▸ **WHAT TO PRODUCE**
Transcribe the records below word for word, leaving every picture out.
·····
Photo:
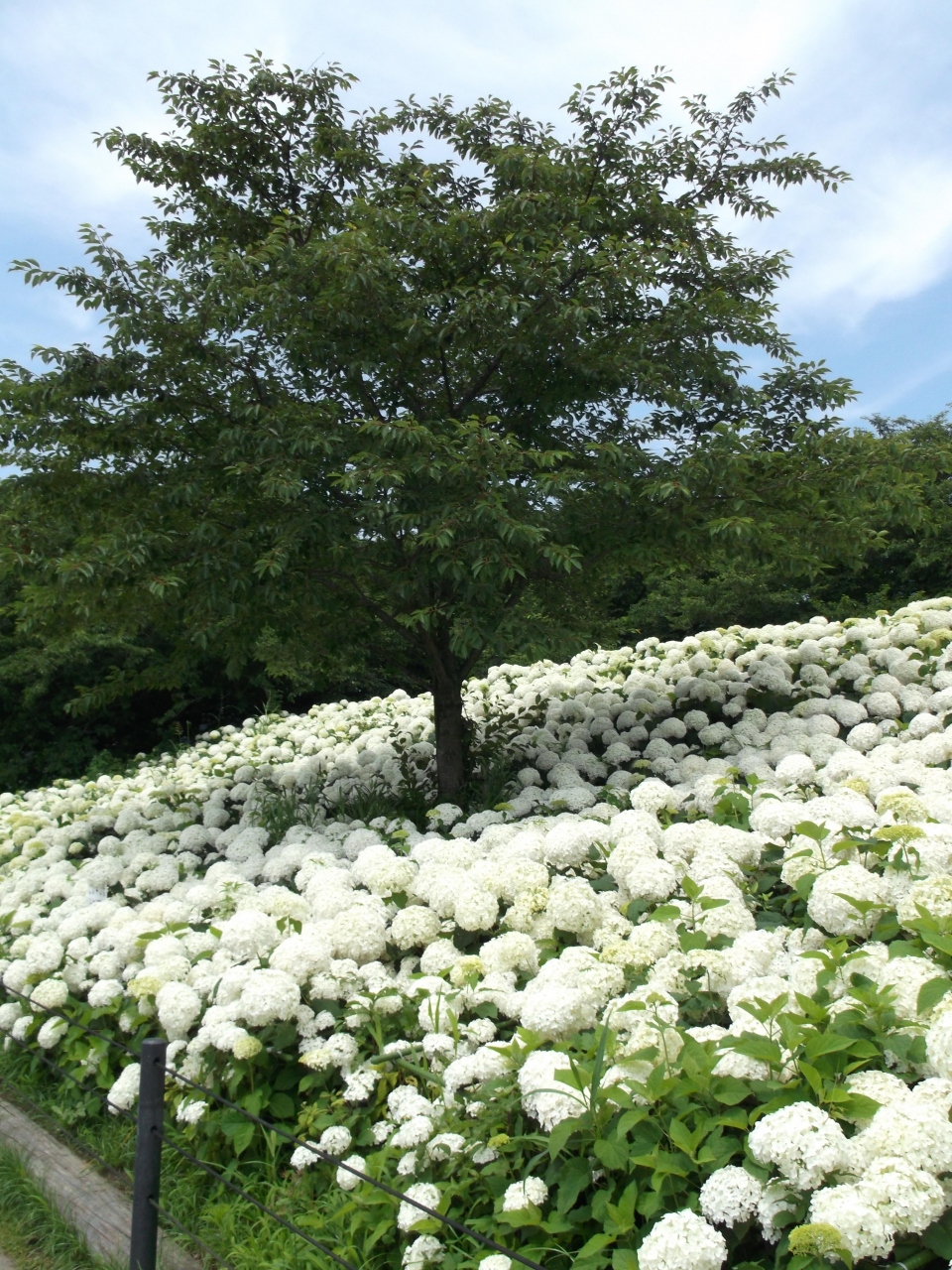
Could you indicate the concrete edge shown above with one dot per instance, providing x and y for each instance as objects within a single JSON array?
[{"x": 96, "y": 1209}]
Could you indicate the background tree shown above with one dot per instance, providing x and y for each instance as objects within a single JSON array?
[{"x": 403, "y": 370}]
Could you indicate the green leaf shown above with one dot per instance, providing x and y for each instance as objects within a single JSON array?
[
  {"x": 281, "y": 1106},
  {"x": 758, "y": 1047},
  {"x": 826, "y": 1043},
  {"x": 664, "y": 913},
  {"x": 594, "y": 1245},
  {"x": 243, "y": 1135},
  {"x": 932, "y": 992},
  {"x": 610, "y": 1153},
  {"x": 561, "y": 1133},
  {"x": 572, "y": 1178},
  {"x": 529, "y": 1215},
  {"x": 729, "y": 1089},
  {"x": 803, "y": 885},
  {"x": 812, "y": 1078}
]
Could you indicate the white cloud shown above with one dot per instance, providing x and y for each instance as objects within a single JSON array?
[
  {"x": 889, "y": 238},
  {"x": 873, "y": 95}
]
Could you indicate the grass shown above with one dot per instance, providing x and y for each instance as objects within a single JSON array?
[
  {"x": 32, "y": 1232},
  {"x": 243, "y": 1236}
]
·····
▸ **SOLUTION TO THIS PROBLEM**
Photo:
Could you indicate the concrete edge shown above with one dot per instance, providing x and y for each instance as objects within a single JSON array?
[{"x": 96, "y": 1209}]
Could you indicate the background tree shown above with one dot per instance, providing x and y for each instance as objects within a single JSON array?
[{"x": 403, "y": 370}]
Could you indicate the green leaf shown above with one dot per instance, providing x and y for each instance as objects within a single JSON array?
[
  {"x": 281, "y": 1106},
  {"x": 758, "y": 1047},
  {"x": 826, "y": 1043},
  {"x": 664, "y": 913},
  {"x": 594, "y": 1245},
  {"x": 243, "y": 1135},
  {"x": 932, "y": 992},
  {"x": 610, "y": 1153},
  {"x": 561, "y": 1133},
  {"x": 572, "y": 1178},
  {"x": 529, "y": 1215},
  {"x": 729, "y": 1089},
  {"x": 803, "y": 885},
  {"x": 812, "y": 1078}
]
Could you indicate the white cloud shown above with one dot per instance, providing x and y for each instance as objects within a single JSON array?
[
  {"x": 889, "y": 238},
  {"x": 873, "y": 95}
]
Could you indicate the grass shown above with one dot per instance, providing x and y for each instance as objects within a single JSON array?
[
  {"x": 32, "y": 1232},
  {"x": 243, "y": 1236}
]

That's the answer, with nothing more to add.